(Named-object pointing records)
■ ■ ■
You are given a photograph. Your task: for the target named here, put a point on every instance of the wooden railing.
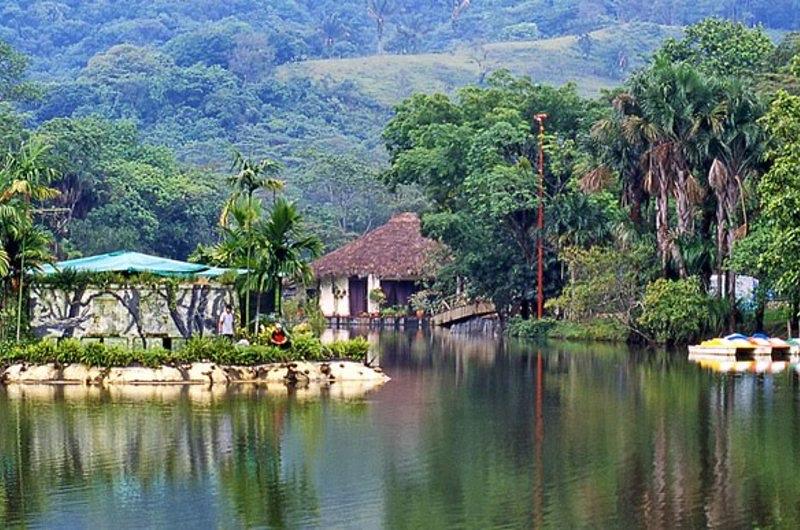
(451, 314)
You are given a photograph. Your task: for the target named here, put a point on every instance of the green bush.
(600, 329)
(355, 349)
(304, 346)
(673, 311)
(531, 328)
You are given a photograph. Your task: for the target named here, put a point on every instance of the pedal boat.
(732, 347)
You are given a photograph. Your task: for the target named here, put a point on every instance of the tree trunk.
(258, 308)
(662, 228)
(278, 295)
(761, 307)
(730, 280)
(526, 310)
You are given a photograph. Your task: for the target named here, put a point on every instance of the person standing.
(225, 324)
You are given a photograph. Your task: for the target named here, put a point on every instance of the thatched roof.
(395, 250)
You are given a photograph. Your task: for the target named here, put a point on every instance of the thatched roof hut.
(396, 250)
(392, 258)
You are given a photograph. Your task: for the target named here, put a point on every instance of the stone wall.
(129, 313)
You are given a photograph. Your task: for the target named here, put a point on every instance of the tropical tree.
(288, 248)
(250, 177)
(737, 147)
(678, 115)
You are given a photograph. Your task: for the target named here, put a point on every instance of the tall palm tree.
(250, 177)
(679, 115)
(290, 247)
(737, 149)
(24, 179)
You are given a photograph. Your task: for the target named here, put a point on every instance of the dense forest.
(138, 109)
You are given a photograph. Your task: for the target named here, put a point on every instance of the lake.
(470, 433)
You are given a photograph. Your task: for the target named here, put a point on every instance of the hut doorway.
(357, 293)
(398, 292)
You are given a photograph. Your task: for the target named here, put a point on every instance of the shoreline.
(296, 373)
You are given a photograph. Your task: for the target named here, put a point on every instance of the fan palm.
(679, 116)
(737, 149)
(289, 246)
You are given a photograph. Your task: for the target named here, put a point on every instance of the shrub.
(519, 327)
(303, 346)
(673, 311)
(355, 349)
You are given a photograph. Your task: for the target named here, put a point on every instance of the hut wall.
(328, 303)
(129, 312)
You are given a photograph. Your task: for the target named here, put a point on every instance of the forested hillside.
(63, 36)
(145, 101)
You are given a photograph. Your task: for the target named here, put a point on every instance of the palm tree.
(24, 179)
(619, 146)
(679, 115)
(737, 149)
(250, 177)
(290, 248)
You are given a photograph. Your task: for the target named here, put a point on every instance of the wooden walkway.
(463, 312)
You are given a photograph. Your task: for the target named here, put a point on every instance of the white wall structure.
(373, 282)
(330, 305)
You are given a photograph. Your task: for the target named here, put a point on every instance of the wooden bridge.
(459, 313)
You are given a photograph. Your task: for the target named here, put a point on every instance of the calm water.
(468, 434)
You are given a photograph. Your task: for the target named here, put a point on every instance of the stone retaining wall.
(295, 373)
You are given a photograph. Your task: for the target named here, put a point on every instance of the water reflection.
(469, 433)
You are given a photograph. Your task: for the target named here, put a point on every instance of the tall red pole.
(540, 224)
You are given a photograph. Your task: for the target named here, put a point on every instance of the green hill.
(594, 62)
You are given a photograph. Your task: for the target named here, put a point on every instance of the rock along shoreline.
(299, 373)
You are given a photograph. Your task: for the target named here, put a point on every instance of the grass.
(391, 78)
(216, 350)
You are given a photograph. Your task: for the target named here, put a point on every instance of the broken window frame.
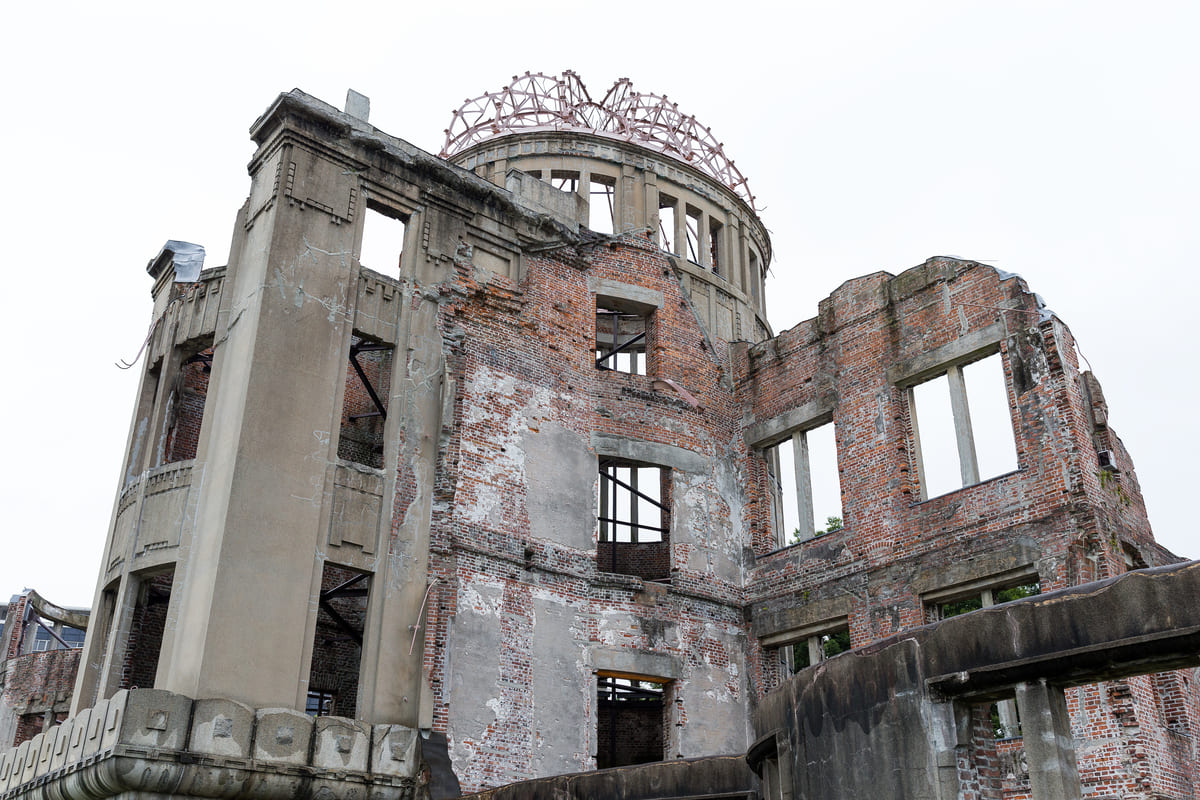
(321, 703)
(693, 222)
(359, 344)
(612, 488)
(613, 354)
(603, 186)
(622, 687)
(372, 230)
(667, 238)
(329, 671)
(715, 246)
(813, 642)
(964, 429)
(565, 180)
(803, 474)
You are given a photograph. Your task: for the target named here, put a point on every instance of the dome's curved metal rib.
(537, 101)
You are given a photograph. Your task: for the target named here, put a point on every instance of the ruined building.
(516, 499)
(40, 647)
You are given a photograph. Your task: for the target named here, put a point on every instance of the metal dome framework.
(541, 102)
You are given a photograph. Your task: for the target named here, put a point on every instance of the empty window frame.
(816, 648)
(630, 721)
(667, 222)
(634, 518)
(601, 204)
(337, 641)
(564, 181)
(715, 246)
(621, 341)
(805, 485)
(693, 220)
(383, 241)
(631, 506)
(755, 280)
(148, 624)
(364, 410)
(959, 443)
(945, 606)
(321, 703)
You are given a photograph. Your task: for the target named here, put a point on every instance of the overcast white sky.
(1054, 139)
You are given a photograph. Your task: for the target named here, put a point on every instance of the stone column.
(1049, 745)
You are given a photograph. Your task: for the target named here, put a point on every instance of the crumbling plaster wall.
(523, 615)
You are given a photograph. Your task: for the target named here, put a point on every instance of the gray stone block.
(222, 727)
(341, 744)
(282, 735)
(395, 750)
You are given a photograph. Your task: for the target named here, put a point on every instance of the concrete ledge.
(961, 350)
(648, 452)
(630, 662)
(157, 743)
(717, 777)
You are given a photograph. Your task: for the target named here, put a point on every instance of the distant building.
(539, 486)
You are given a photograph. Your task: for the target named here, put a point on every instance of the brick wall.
(1077, 519)
(522, 358)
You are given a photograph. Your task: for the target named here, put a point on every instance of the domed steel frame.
(537, 101)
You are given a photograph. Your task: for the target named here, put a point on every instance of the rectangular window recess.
(383, 241)
(631, 720)
(963, 427)
(633, 518)
(621, 342)
(805, 486)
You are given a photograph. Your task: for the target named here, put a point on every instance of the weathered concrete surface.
(155, 743)
(888, 720)
(697, 779)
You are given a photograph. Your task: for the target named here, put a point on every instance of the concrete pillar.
(583, 188)
(629, 210)
(803, 486)
(244, 583)
(1049, 746)
(969, 464)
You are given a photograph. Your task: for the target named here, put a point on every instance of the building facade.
(519, 482)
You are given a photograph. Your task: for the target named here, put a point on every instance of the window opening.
(601, 209)
(564, 181)
(979, 599)
(667, 222)
(629, 721)
(621, 341)
(805, 485)
(337, 641)
(633, 511)
(961, 441)
(185, 410)
(364, 413)
(714, 246)
(383, 242)
(819, 647)
(755, 278)
(147, 625)
(691, 220)
(321, 703)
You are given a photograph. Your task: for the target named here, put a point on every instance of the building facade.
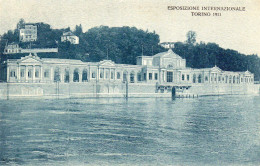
(12, 48)
(28, 33)
(166, 69)
(70, 37)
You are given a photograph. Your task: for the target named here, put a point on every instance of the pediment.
(216, 69)
(107, 63)
(171, 54)
(30, 59)
(248, 72)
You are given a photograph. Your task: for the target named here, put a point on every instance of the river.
(214, 130)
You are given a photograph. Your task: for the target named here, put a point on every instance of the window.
(156, 76)
(132, 78)
(139, 77)
(124, 77)
(101, 74)
(169, 76)
(118, 75)
(29, 73)
(107, 74)
(37, 73)
(22, 72)
(206, 78)
(188, 77)
(93, 74)
(12, 73)
(199, 79)
(194, 78)
(112, 75)
(46, 73)
(150, 76)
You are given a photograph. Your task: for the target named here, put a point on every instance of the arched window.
(238, 80)
(76, 75)
(101, 74)
(230, 79)
(93, 74)
(67, 75)
(206, 78)
(199, 78)
(57, 74)
(139, 77)
(132, 77)
(226, 79)
(37, 73)
(125, 76)
(118, 75)
(85, 75)
(194, 78)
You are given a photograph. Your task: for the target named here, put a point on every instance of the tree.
(191, 37)
(78, 30)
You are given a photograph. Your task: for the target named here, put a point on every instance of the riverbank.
(94, 90)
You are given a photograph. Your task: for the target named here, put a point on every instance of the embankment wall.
(92, 89)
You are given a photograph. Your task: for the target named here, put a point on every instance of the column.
(52, 75)
(109, 76)
(26, 73)
(33, 74)
(80, 76)
(18, 73)
(7, 77)
(41, 74)
(71, 75)
(62, 75)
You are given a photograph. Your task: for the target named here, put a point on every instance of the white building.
(167, 45)
(12, 48)
(70, 37)
(163, 69)
(28, 33)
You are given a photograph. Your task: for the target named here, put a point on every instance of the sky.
(234, 30)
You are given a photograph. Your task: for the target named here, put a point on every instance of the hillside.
(124, 44)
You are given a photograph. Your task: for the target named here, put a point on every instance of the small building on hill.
(70, 37)
(12, 48)
(28, 33)
(167, 45)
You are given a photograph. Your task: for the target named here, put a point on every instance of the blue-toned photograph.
(115, 82)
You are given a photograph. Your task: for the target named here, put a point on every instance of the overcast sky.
(235, 30)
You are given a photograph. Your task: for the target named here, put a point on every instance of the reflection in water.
(210, 130)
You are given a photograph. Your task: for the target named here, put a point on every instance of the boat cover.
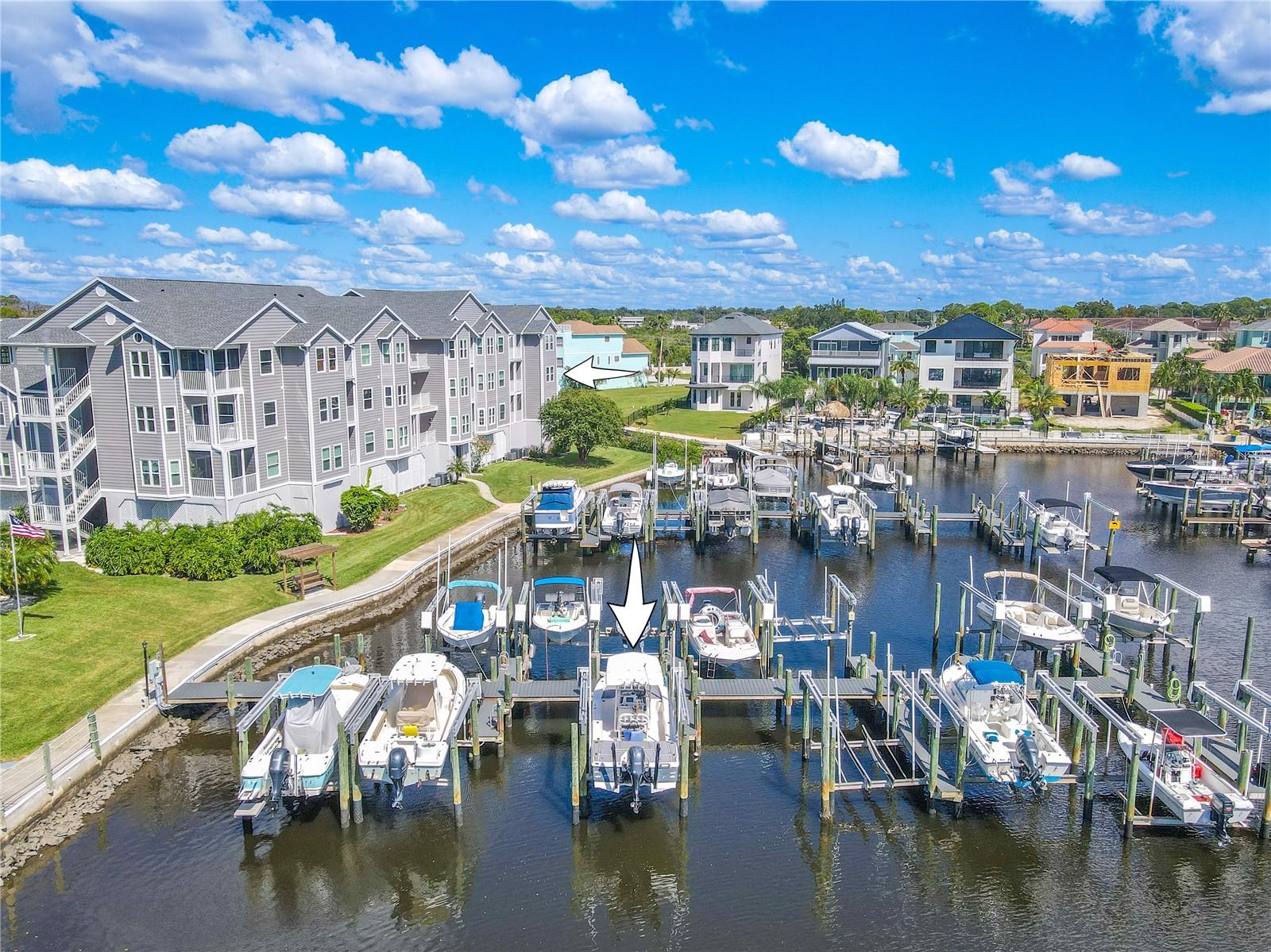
(468, 617)
(728, 501)
(1124, 573)
(993, 673)
(311, 726)
(556, 499)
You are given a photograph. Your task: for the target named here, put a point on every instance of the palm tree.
(1040, 399)
(904, 365)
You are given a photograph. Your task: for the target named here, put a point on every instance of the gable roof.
(969, 327)
(736, 323)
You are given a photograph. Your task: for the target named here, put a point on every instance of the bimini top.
(556, 497)
(1188, 723)
(559, 580)
(1124, 573)
(993, 673)
(309, 681)
(474, 584)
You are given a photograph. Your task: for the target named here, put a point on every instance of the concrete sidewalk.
(32, 784)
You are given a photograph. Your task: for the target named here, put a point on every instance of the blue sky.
(646, 154)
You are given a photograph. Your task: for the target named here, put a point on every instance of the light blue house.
(609, 345)
(1257, 334)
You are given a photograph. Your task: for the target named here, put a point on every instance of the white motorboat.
(1172, 772)
(468, 622)
(296, 757)
(623, 516)
(843, 515)
(1004, 735)
(1054, 526)
(558, 507)
(880, 473)
(561, 607)
(408, 740)
(1129, 598)
(1023, 615)
(635, 744)
(718, 472)
(717, 630)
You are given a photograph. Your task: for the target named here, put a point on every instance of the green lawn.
(718, 425)
(510, 482)
(89, 630)
(631, 398)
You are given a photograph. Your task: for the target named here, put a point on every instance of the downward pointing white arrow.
(588, 374)
(633, 614)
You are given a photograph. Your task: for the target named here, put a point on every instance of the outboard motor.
(1030, 761)
(398, 764)
(280, 767)
(636, 769)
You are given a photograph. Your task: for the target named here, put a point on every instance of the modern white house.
(849, 347)
(966, 359)
(728, 357)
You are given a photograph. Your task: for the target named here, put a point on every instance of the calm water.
(165, 867)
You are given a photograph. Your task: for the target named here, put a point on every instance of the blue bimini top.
(309, 681)
(993, 673)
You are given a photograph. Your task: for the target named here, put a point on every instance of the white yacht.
(1004, 735)
(408, 740)
(717, 628)
(842, 514)
(635, 744)
(1129, 598)
(558, 507)
(468, 620)
(296, 757)
(1054, 525)
(1025, 617)
(1171, 772)
(623, 516)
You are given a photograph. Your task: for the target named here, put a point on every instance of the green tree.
(581, 418)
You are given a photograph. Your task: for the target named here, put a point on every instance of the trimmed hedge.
(209, 553)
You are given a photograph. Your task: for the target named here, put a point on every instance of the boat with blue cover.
(296, 757)
(1004, 735)
(559, 607)
(468, 611)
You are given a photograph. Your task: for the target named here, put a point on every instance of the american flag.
(25, 530)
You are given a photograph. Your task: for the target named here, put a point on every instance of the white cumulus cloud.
(844, 156)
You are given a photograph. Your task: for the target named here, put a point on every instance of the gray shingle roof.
(736, 323)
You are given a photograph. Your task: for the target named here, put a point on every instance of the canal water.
(165, 867)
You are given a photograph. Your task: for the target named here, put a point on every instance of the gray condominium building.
(195, 401)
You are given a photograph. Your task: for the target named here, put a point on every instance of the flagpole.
(17, 595)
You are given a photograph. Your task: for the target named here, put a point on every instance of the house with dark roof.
(968, 359)
(730, 357)
(194, 401)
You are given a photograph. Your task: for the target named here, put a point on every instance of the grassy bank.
(718, 425)
(91, 626)
(510, 482)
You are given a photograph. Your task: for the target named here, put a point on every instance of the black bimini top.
(1124, 573)
(1190, 725)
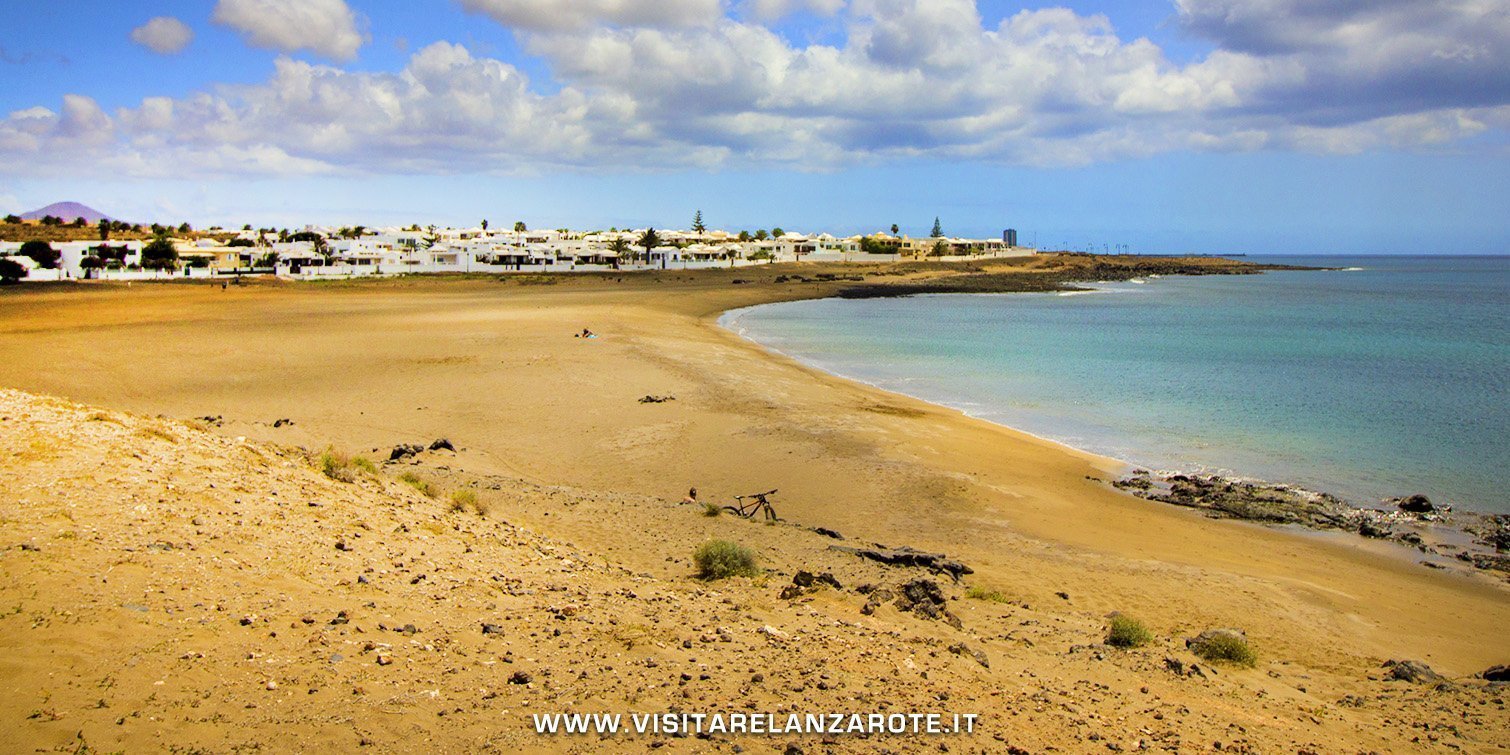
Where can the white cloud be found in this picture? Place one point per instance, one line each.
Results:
(563, 15)
(906, 79)
(163, 35)
(328, 27)
(773, 9)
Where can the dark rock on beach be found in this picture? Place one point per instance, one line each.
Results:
(1414, 521)
(906, 556)
(1415, 505)
(403, 450)
(1415, 672)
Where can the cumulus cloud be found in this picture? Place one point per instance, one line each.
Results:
(1364, 59)
(163, 35)
(773, 9)
(639, 86)
(326, 27)
(563, 15)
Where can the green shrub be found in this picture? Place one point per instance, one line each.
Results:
(414, 480)
(462, 500)
(1225, 648)
(980, 594)
(719, 559)
(1127, 631)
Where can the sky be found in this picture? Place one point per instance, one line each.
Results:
(1155, 126)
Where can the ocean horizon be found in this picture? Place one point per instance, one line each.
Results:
(1379, 379)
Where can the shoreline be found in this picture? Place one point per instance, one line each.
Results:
(491, 364)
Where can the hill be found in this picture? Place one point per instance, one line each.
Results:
(68, 212)
(172, 588)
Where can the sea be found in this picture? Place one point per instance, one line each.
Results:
(1383, 378)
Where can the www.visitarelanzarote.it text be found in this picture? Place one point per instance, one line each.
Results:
(773, 724)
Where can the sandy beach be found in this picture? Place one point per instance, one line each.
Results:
(550, 431)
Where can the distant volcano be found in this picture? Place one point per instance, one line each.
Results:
(68, 212)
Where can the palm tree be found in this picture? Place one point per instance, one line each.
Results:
(619, 246)
(650, 239)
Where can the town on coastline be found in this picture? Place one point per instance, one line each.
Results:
(322, 252)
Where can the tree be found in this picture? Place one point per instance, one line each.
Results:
(159, 254)
(91, 263)
(41, 252)
(650, 239)
(11, 271)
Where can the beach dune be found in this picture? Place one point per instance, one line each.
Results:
(494, 367)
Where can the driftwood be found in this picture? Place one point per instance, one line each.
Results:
(905, 556)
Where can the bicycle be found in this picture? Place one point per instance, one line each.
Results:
(760, 502)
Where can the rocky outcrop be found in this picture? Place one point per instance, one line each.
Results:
(905, 556)
(1415, 672)
(1414, 505)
■ ■ ■
▶ [THE REQUEST]: Reproduce the lines word for word, starting at the one holding "Where can the www.visitarelanzarote.it" and ending at the final line of the material above.

▶ [COMPLETED TASK]:
Where can the www.visitarelanzarote.it text be found in this picture? Place one point per instance, one line each.
Results:
(773, 724)
Where can the sandy beach be found in this picture? Place one point per instance, one line each.
Results:
(550, 431)
Where can the distant volcano be found in this picture? Place one point per instance, one line each.
Results:
(68, 212)
Where can the palm tree be found in this picture? Place one point per instance, one line each.
Results:
(619, 246)
(650, 239)
Where can the town on coastline be found in this picture? Place one point per instance, one line each.
Results:
(322, 252)
Where can the tree be found in this picture? Place one point per instance, one line each.
Results:
(159, 254)
(91, 263)
(41, 252)
(650, 239)
(11, 271)
Where can the beach dune be found in this picture? Place one point per instance, one line each.
Results:
(494, 367)
Where can the driftwood be found in this picture? Place one point per instance, one line each.
Results:
(905, 556)
Where can the bicycle be found in this picture? Place one point per instance, one line each.
Results:
(760, 502)
Where can the rocky outcrop be found in this picture? Place one point per instance, one line each.
Results:
(905, 556)
(1415, 672)
(1414, 505)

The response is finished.